» **Document segment**:
* * *

- Title card
- Genre: Romance
- Based on: King of Baking, Kim Takgu by Kang Eun-kyung
- Directed by: Mac Alejandre
- Starring: Mark Neumann; Shaira Mae; Akihiro Blanco; Inah Estrada;
- Country of origin: Philippines
- Original language: Tagalog
- No. of episodes: 85

Production
- Executive producer: Wilma Galvante
- Running time: 30 minutes

Original release
- Network: TV5
- Release: May 18 – September 11, 2015

= Baker King (Philippine TV series) =

2015 Philippine television drama series

Baker King is a 2015 Philippine television drama series broadcast by TV5. The series is based on South Korean series Bread, Love and Dreams. Directed by Mac C. Alejandre, it stars Mark Neumann, Shaira Mae, Akihiro Blanco, and Inah Estrada. It aired on the network's evening line-up and worldwide on Kapatid TV5 from May 18 to September 11, 2015, replacing Wattpad Presents and was replaced by My Fair Lady. It is the first Korean drama adaptation to air on TV5. This is also TV5's first drama since Beki Boxer ended its run July 2014 apart from Wattpad Presents which features a new story every week.

==Plot==
Takgu is the illegitimate son of Johnny Lee, president of Lee Han Seong Bread Factory, leading the Lee family to reject him. After his mother is kidnapped, Takgu leaves the Lee home and spends his teenage years looking for her while living on the streets and surviving though odd jobs. Takgu ends up working at famous Lucky Bakeshop where he will unexpectedly face-off against his half-brother, Michael. However, apart from learning how to become the best baker in the Philippines, Takgu will learn about life and love.

* * *

Records in a dataset:
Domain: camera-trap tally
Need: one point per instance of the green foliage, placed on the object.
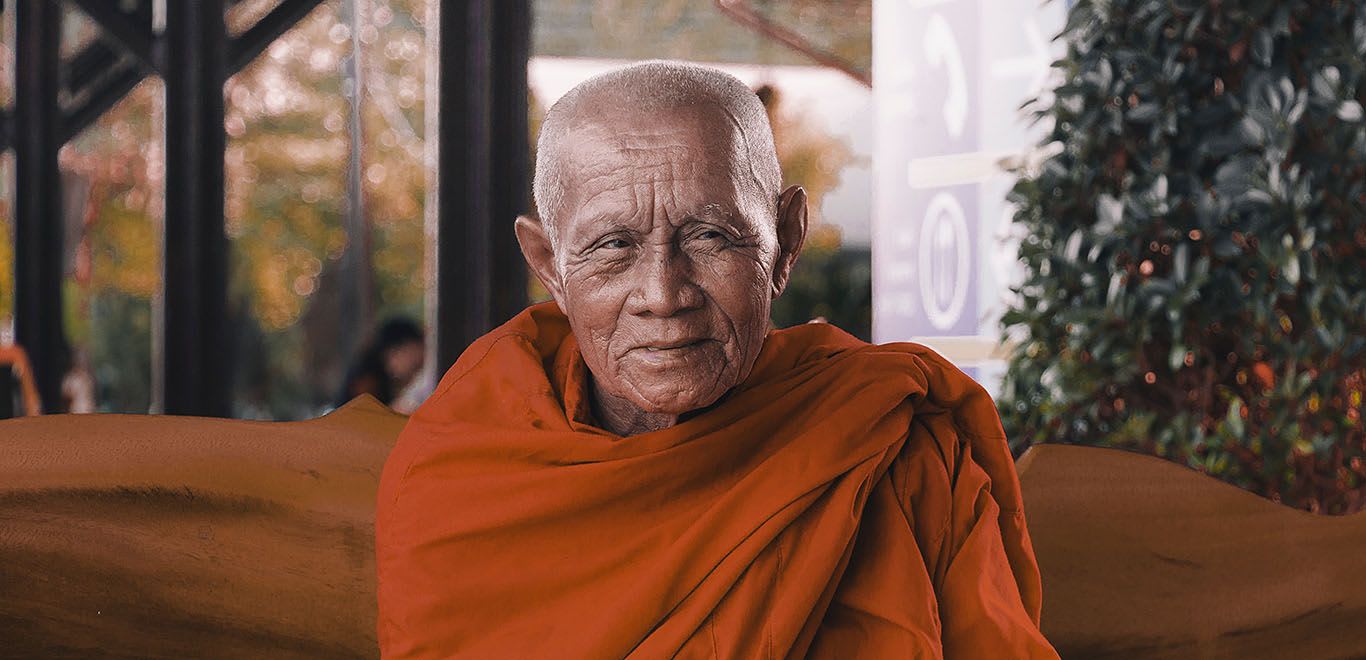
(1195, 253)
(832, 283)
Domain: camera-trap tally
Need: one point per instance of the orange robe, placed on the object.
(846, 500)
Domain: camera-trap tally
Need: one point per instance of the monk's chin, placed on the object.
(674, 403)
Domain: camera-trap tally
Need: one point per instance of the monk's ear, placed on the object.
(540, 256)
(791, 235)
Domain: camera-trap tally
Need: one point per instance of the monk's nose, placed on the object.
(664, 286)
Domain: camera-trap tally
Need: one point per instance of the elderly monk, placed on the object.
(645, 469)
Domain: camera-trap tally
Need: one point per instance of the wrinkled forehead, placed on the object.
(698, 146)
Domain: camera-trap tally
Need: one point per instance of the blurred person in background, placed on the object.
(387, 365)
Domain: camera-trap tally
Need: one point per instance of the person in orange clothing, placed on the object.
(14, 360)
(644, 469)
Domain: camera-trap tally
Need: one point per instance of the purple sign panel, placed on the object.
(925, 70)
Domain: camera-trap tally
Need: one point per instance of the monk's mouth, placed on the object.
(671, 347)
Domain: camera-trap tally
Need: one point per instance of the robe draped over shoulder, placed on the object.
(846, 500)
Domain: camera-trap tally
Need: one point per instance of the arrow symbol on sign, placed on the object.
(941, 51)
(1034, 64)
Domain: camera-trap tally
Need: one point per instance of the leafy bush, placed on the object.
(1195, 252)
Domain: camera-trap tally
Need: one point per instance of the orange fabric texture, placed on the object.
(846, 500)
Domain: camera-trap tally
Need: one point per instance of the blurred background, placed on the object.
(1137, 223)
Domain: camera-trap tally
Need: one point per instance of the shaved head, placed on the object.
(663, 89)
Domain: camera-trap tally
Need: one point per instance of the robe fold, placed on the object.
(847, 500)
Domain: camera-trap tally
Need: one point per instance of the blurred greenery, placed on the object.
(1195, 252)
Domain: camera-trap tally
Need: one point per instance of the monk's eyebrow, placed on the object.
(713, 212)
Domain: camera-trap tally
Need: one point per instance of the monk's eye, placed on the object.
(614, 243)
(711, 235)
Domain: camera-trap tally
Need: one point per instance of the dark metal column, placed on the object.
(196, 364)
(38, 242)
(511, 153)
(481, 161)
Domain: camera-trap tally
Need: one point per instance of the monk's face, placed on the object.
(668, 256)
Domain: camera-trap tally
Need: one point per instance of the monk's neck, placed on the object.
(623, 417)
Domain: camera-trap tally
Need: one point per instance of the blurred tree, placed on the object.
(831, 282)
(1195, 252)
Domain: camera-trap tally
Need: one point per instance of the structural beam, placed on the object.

* * *

» **What needs to be done**:
Continue the Baker King article from where it stops. The data is separate from the Baker King article and has nothing to do with it.

» **Final answer**:
==Cast==
===Main cast===
- Mark Neumann as Takgu San Miguel
- Akihiro Blanco as Michael Lee
- Inah Estrada as Eunice Bustillo
- Shaira Mae as Sunshine R. Gatchalian

===Supporting cast===
====Lee family====
- Boots Anson-Roa as Lee Hye Yeong
- Jackie Lou Blanco as Irene Lee
- Yul Servo as Manager Henry
- Raymond Bagatsing as President Johnny Lee
- Malak So Shdifat as Celine Lee
- Nicole Estrada as Aliyah "Ally" Lee

====The bakery====
- Joonee Gamboa as Master Javier Robles
- Allan Paule as Rey Gatchalian
- Anna Feleo as Peeta Gatchalian
- Ian De Leon as Victor
- Mon Confiado as Nando
- Sergio Garcia as Tiny
- Adolph Reyes as Bimbo

====Other characters====
- Diana Zubiri as Sonia San Miguel
- Via Antonio as Candice
- Vangie Labalan as Vising
- Patricia Ysmael as Monet
- Antoinette Garcia as Chinggay

===Special participation===
- Nourish Icon Lapuz as young Takgu
- Laurence Yuan Carrido as young Michael
- John Manalo as teenage Michael
- Kryshee Grengia as young Ally
- Jim Pebangco as Gardo
- Nanding Josef as Roger
- Jade Lopez as Lara
- Sheng Belmonte as Ruby
- Luke Jickain as James
- Jacob Benedicto as Alex
- Menggie Cobarrubias as Attorney Mendoza
- Karla Pambid as Aling Dolor
- Noel Urbano as Mang Cesar
- Franchesca Salcedo as young Celine

==Development==

Bread, Love and Dreams is a Korean drama series broadcast on KBS2 in 2010 starring Yoon Shi-yoon, Joo Won, Eugene and Lee Young-ah. It was declared a "national drama" after garnering high ratings, including topping 50.0% for its finale episode.

In 2011, GMA Network aired the series, dubbed in Tagalog, under the title The Baker King. For most of its run, it was the highest rated and most watched show in the Philippines.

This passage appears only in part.